◆ **KUTIPAN TEKS**:
···
VII. Tinjauan Pustaka
1. Branding
Branding adalah keseluruhan proses dalam mendesain,
merencanakan, dan mengkomunikasikan nama dan identitas, dengan
tujuan untuk membangun atau mengelola reputasi (Anholt, 2007:4).
Reputasi suatu kota sangat penting, sama halnya dengan brand image
sebuah produk. Perspektif merek produk adalah hal utama yang menjadi
fokus tujuan dari kegiatan branding.
Pada umumnya, orang memahami branding sebagai kegiatan yang
berkaitan dengan berbagai pekerjaan teknis seperti kegiatan promosi,
iklan, desain grafis, dan sebagainya bahkan propaganda. Sehingga,
beberapa orang berpendapat bahwa membrandingkan kota sama halnya
dengan teknik “menjual” kota. Membuat logo, maupun slogan seolah
dianggap seperti teknik untuk menjual barang di supermarket.
Akan tetapi, kegiatan branding untuk kota berbeda dengan
branding untuk produk. Kota yang memiliki brand dengan nama, logo,
maupun slogan yang menarik belum tentu menjadi bermerek.
Woodger(2013:13) menjelaskan bahwa branding adalah bagaimana kita
menciptakan dan mendefinisikan visi dan tujian yang akan berhadapan dan
akan menginspirasi target audiens.
Saat ini, kegiatan city branding sudah banyak dikenal setidaknya
melalui bentuk-bentuk aktivitasnya seperti program Ayo Wisata
Semarang, Semarang Great Sale, dan sebagainya. Tetapi, city branding
bukan saja tentang bagaimana menarik wisatawan dengan
mengembangkan aspek fungsional kota melinkan bagaimana sifat dari
kota diunggulkan atau ditonjolkan. Membrandingkan sebuah kota adalah
melibatkan ikatan rasional dan emosional dengan tempat, estetika, serta
kehidupan sehari-hari (Hemelryc & Gammac, 2007: 45).
2. City Branding
Brand menjadi topik yang penting dalam aktivitas bisnis atau
marketing, termasuk dalam proses marketing sebuah kota. Menurut dr.
Banwari Mittal, brand is all the thoughts, feelings and behaviors
consumers have toward the objects (products, persons, places,
organizations, ideas) associated with that name.
···
◆ **DAFTAR ENTRI**:
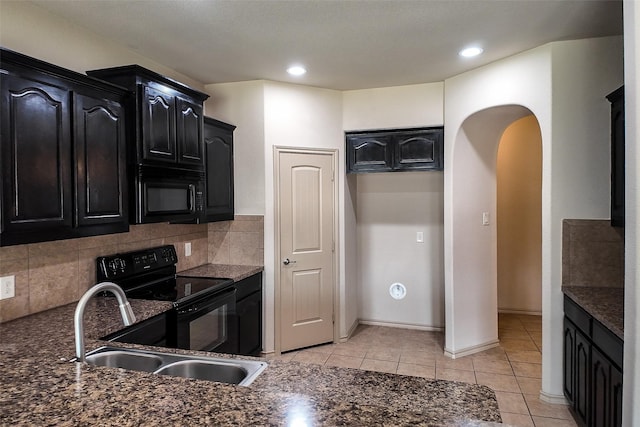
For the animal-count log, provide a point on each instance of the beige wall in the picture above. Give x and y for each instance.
(389, 208)
(242, 104)
(519, 218)
(52, 274)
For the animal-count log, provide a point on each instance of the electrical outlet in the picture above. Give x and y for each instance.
(485, 218)
(7, 287)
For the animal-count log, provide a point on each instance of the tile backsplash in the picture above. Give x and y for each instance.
(52, 274)
(592, 253)
(237, 242)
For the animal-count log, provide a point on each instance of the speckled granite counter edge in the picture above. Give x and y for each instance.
(606, 305)
(227, 271)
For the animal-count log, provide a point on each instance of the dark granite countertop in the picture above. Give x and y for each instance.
(606, 305)
(40, 386)
(224, 271)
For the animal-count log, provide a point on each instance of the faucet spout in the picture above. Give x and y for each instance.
(78, 319)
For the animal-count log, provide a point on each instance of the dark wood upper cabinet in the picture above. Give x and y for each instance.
(36, 157)
(166, 117)
(159, 129)
(62, 142)
(218, 139)
(101, 161)
(369, 152)
(394, 150)
(421, 150)
(190, 132)
(617, 157)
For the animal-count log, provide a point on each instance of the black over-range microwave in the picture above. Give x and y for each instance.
(167, 194)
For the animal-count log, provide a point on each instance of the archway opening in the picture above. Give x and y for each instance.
(519, 218)
(472, 285)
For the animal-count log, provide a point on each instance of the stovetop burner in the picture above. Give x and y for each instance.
(151, 274)
(180, 290)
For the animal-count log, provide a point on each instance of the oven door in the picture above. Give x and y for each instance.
(207, 325)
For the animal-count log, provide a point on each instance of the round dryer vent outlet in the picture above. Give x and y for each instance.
(397, 291)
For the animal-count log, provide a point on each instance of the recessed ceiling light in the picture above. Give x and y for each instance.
(470, 52)
(296, 70)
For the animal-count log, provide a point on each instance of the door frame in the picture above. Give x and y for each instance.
(277, 150)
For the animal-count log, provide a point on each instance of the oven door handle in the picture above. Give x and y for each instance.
(217, 301)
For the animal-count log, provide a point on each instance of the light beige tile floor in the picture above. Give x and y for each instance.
(513, 370)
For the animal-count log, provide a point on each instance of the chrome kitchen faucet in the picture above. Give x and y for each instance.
(125, 310)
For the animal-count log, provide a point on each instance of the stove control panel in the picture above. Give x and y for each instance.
(120, 266)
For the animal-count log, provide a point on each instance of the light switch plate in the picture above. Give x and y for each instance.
(7, 287)
(485, 218)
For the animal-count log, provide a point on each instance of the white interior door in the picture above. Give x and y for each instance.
(306, 225)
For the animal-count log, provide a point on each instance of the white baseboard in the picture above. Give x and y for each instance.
(471, 350)
(523, 312)
(401, 325)
(352, 329)
(554, 399)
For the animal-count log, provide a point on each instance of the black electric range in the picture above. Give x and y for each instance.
(151, 274)
(204, 313)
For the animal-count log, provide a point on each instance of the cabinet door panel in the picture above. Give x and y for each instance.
(616, 397)
(100, 157)
(219, 165)
(158, 125)
(568, 360)
(419, 150)
(189, 132)
(36, 156)
(582, 374)
(369, 153)
(600, 389)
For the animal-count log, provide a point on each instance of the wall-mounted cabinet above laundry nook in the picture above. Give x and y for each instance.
(395, 150)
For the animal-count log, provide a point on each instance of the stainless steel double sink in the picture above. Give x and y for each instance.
(232, 371)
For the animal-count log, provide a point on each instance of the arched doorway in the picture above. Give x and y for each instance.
(519, 218)
(472, 304)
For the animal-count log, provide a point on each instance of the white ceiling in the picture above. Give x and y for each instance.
(344, 44)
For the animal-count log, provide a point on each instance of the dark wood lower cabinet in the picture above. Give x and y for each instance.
(249, 315)
(592, 377)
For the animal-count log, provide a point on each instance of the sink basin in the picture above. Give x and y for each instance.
(231, 371)
(125, 360)
(211, 371)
···
◆ **URAIAN SOAL**:
Tolong tulis ulang bagian teks tentang branding, mulai dari "Reputasi suatu kota" dan terus hingga "tentu menjadi bermerek.", dengan mengganti nama "supermarket" menjadi "pasar swalayan".

◆ **JAWABAN**:
Reputasi suatu kota sangat penting, sama halnya dengan brand image
sebuah produk. Perspektif merek produk adalah hal utama yang menjadi
fokus tujuan dari kegiatan branding.
Pada umumnya, orang memahami branding sebagai kegiatan yang
berkaitan dengan berbagai pekerjaan teknis seperti kegiatan promosi,
iklan, desain grafis, dan sebagainya bahkan propaganda. Sehingga,
beberapa orang berpendapat bahwa membrandingkan kota sama halnya
dengan teknik “menjual” kota. Membuat logo, maupun slogan seolah
dianggap seperti teknik untuk menjual barang di pasar swalayan.
Akan tetapi, kegiatan branding untuk kota berbeda dengan
branding untuk produk. Kota yang memiliki brand dengan nama, logo,
maupun slogan yang menarik belum tentu menjadi bermerek.